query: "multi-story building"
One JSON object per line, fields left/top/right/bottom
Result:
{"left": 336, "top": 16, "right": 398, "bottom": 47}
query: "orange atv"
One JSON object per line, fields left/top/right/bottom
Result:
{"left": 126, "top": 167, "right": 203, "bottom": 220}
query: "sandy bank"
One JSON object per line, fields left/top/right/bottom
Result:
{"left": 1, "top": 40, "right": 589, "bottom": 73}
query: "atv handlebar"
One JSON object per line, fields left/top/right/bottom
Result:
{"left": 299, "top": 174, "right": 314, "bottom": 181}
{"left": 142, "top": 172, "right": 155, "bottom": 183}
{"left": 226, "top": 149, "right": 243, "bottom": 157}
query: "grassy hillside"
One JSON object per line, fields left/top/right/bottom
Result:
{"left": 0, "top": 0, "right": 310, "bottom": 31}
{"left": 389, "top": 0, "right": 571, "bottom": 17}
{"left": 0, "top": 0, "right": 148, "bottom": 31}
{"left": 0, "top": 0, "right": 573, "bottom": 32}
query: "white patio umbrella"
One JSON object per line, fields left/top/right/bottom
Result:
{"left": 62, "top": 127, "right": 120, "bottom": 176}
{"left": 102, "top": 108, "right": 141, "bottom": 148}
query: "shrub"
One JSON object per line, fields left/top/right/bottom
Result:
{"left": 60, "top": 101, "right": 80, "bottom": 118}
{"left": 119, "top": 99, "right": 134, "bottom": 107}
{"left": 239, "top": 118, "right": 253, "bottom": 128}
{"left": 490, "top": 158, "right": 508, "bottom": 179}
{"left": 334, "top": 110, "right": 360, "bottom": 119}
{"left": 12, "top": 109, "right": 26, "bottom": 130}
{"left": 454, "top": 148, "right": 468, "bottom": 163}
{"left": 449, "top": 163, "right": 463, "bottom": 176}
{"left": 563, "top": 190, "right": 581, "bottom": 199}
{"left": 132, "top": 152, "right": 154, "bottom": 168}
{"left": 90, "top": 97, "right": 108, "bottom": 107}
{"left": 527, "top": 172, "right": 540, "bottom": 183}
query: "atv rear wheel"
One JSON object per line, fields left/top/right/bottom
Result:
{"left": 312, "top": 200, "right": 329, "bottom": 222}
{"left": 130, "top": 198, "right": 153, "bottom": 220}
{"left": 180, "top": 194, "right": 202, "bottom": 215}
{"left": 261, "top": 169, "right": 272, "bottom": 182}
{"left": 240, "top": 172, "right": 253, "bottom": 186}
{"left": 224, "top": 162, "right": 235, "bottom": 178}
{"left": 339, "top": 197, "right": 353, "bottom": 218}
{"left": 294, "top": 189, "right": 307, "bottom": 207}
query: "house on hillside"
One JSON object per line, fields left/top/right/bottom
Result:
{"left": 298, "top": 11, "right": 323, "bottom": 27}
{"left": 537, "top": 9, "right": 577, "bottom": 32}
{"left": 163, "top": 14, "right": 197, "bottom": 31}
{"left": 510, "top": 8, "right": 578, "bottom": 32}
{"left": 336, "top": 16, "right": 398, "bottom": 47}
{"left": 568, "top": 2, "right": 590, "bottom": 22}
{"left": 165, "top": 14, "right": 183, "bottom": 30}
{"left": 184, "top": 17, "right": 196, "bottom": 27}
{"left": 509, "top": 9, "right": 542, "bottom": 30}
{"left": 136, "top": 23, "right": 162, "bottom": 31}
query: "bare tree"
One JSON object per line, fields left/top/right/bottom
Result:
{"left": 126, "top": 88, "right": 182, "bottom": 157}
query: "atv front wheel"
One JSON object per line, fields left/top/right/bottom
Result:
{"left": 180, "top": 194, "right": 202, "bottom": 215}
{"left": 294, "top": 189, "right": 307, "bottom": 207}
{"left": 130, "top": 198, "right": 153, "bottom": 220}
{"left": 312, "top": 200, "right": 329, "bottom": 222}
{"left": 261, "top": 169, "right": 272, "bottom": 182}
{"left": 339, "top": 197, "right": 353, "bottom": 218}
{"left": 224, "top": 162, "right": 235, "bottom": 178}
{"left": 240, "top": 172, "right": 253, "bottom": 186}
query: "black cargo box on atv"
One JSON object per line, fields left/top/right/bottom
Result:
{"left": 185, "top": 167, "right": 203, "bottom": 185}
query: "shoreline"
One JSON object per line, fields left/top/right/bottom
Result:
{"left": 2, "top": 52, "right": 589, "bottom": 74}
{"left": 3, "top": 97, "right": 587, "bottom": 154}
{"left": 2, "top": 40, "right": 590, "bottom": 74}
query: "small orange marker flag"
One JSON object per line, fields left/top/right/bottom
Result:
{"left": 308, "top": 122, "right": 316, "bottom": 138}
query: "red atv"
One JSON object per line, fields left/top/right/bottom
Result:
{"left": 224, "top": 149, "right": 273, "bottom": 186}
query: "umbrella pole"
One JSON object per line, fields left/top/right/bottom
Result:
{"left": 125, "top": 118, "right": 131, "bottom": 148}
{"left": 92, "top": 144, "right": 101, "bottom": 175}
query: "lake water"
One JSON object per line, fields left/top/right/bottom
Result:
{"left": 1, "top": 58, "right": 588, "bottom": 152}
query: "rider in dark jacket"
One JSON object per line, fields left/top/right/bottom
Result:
...
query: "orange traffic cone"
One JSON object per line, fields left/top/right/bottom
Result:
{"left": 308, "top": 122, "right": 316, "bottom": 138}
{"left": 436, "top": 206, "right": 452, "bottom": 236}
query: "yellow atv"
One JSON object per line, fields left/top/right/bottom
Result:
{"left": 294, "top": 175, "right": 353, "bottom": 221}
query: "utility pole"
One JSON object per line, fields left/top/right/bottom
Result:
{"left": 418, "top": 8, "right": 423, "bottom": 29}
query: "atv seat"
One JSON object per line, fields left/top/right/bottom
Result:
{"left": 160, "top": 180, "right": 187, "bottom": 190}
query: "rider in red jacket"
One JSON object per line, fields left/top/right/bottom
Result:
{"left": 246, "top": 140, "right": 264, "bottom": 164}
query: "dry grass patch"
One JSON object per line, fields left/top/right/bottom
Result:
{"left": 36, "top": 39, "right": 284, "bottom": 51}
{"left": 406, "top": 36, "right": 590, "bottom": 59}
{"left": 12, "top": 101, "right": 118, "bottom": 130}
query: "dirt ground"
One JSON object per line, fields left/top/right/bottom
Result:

**WORK TASK:**
Going through the entries, return every line holding the word "orange".

**SOLUTION TO THIS TASK:**
query: "orange atv"
query: "small orange marker flag"
query: "orange traffic cone"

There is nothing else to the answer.